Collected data
*** Block opens ***
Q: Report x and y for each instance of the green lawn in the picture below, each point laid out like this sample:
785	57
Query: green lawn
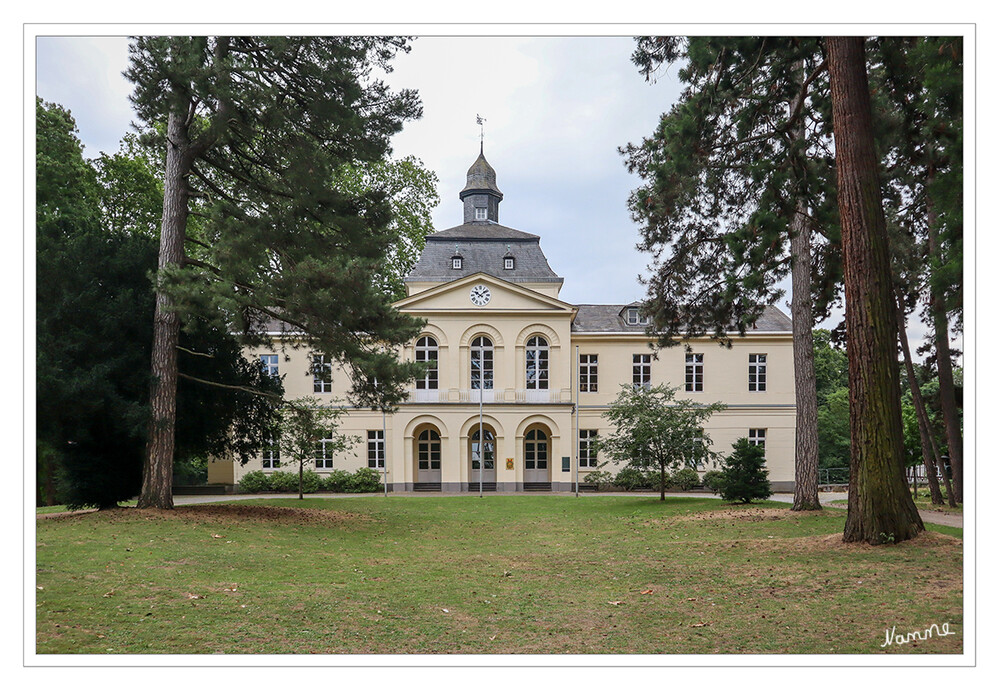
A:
502	574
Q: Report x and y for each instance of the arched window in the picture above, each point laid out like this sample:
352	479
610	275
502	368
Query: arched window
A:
482	363
428	450
537	363
426	353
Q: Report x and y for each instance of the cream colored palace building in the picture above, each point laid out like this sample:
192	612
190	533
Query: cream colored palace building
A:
493	313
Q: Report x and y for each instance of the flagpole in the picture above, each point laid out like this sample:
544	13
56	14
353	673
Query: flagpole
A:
577	422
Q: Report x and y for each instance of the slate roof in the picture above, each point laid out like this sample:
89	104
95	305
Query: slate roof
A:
606	318
483	246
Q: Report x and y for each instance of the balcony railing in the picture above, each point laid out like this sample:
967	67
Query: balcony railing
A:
488	396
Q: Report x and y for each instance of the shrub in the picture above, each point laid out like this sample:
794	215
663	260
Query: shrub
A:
364	481
744	476
631	478
254	483
311	482
598	478
337	481
712	480
685	479
285	482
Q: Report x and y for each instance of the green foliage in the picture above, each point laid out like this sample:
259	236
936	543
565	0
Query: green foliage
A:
94	331
684	479
284	482
655	430
712	480
412	192
364	481
724	172
598	478
632	479
337	482
744	474
311	482
254	482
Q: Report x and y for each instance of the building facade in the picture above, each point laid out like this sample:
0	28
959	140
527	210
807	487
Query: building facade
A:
518	380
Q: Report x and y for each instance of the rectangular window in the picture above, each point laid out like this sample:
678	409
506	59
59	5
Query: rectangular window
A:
757	373
376	449
269	364
641	371
694	378
271	454
587	448
324	454
322	374
588	373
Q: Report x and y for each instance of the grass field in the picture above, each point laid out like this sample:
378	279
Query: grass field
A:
502	574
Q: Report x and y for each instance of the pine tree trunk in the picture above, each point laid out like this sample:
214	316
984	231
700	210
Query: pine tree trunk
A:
945	372
879	509
806	438
157	473
930	457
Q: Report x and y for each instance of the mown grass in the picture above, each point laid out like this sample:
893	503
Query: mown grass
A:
502	574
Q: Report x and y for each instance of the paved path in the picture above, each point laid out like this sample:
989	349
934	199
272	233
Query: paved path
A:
825	498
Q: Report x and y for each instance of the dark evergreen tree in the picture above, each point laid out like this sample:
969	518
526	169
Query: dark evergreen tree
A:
256	129
738	179
880	509
744	474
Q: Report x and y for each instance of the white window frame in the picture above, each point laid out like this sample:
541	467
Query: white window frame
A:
270	454
758	372
324	456
427	350
537	352
641	371
693	380
587	452
322	383
481	346
588	376
376	449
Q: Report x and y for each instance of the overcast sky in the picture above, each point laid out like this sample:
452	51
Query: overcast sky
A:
556	110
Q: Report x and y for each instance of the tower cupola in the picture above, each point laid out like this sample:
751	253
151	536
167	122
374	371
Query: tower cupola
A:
481	196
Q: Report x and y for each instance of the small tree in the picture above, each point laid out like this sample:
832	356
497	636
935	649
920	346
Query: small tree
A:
744	473
305	427
656	431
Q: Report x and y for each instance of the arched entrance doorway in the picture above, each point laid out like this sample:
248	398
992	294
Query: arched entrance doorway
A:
484	452
428	457
537	452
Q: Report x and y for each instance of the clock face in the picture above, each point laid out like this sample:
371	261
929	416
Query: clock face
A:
480	295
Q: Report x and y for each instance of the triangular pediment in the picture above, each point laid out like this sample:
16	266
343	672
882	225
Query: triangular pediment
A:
502	296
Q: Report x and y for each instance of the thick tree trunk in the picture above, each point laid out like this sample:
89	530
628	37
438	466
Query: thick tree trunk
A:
945	372
879	509
157	473
930	457
806	438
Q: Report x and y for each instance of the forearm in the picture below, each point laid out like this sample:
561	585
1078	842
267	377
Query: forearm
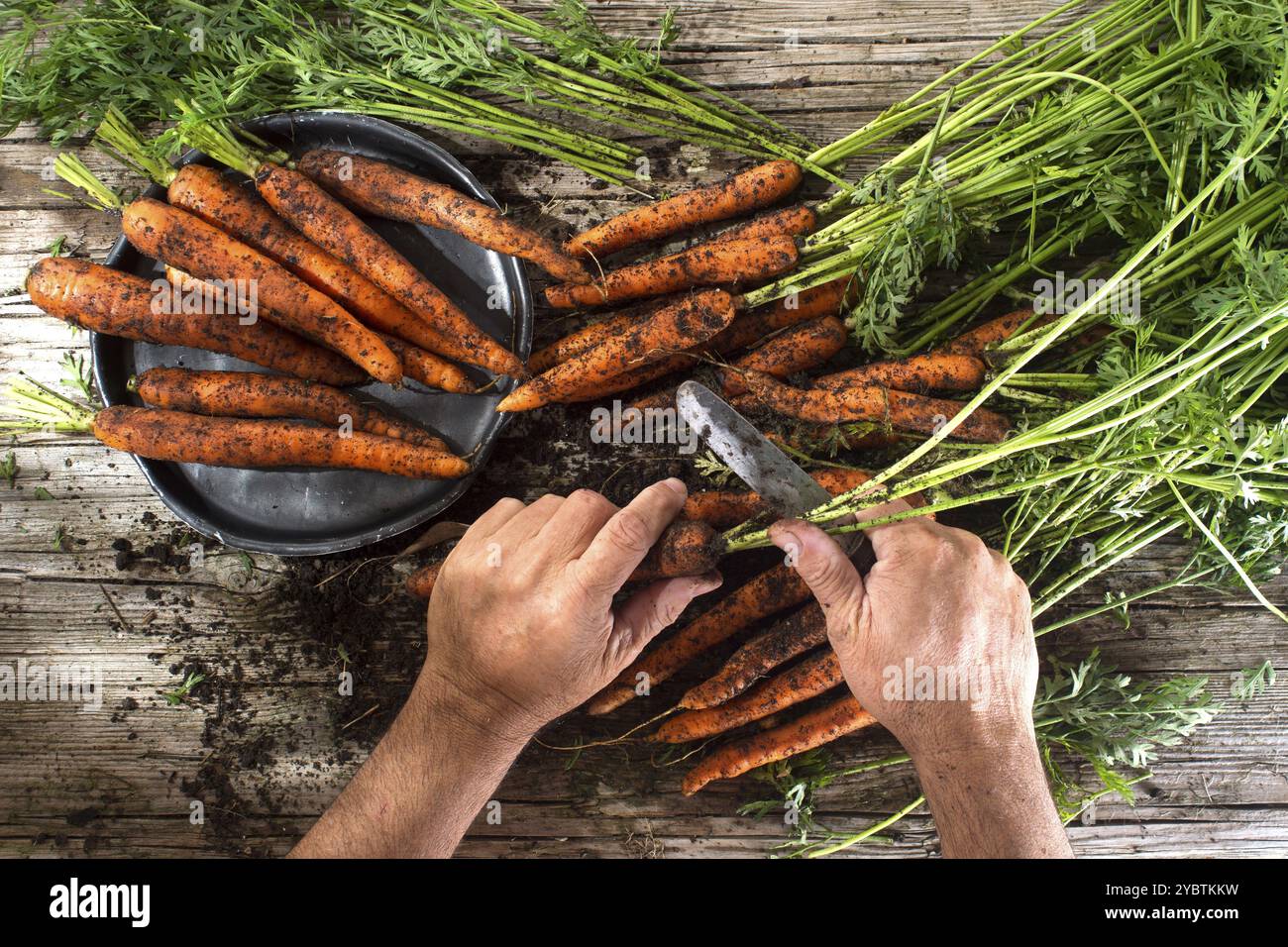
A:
991	799
429	776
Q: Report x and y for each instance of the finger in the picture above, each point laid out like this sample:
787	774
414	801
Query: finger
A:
627	536
579	519
527	522
824	567
497	515
649	611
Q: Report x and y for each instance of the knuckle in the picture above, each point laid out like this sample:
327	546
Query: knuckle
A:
629	531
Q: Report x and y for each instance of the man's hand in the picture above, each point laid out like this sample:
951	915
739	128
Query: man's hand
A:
939	598
520	630
936	642
522	625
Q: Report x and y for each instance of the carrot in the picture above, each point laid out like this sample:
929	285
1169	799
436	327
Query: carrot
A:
805	346
670	330
975	341
725	508
797	634
253	394
768	592
389	191
107	300
188	438
750	329
815	728
684	549
742	193
188	243
938	371
811	677
795	222
420	582
704	264
339	231
591	335
220	201
897	408
429	368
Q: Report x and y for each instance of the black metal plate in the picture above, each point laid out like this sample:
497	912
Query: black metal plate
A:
308	512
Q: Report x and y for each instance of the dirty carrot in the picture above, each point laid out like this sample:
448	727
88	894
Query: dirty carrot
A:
794	222
107	300
429	368
223	202
339	231
725	508
938	371
254	394
805	681
719	263
768	592
755	325
896	408
188	243
799	633
815	728
391	192
684	549
805	346
189	438
421	581
673	329
741	193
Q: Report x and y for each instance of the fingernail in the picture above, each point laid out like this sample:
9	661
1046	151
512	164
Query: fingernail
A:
706	582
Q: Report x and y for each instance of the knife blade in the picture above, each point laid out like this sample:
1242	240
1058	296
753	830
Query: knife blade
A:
787	489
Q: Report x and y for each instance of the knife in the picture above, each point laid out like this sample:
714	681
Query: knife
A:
781	482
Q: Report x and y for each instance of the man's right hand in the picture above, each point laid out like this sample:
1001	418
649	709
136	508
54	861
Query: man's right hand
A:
936	643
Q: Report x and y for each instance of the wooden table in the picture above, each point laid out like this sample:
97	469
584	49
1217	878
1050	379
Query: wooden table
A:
266	741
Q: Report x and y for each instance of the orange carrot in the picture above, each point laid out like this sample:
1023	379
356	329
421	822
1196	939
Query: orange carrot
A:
768	592
802	631
429	368
107	300
253	394
339	231
421	581
896	408
742	193
938	371
188	243
673	329
795	221
187	438
387	191
704	264
684	549
812	729
220	201
805	346
811	677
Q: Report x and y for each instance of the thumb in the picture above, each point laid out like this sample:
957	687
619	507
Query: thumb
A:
649	611
825	570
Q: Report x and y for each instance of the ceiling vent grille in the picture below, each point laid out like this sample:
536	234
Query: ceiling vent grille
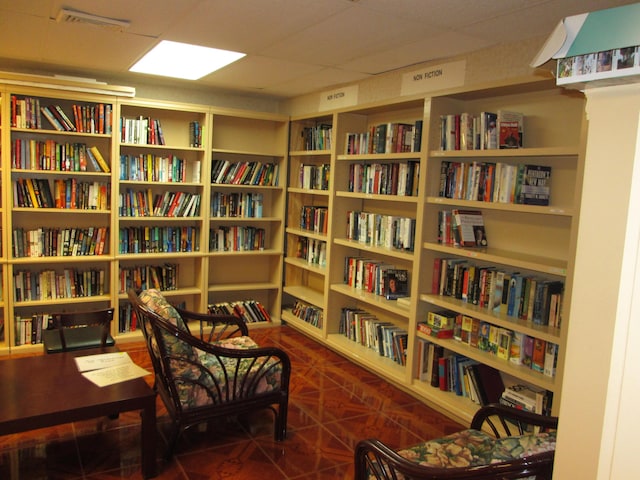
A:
72	16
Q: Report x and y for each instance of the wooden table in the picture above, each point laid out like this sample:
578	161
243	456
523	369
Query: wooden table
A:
46	390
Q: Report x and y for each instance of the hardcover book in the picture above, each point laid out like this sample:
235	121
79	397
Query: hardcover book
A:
*** Block closes ***
• WORK TO COMPLETE: Look through the entries for the string "blade". Every line that has it belongs in the answer.

• SOLUTION TO THIS TASK:
Q: Report x and y for each instance of the knife blade in the picture above, each point laid out like this sample:
Query: knife blade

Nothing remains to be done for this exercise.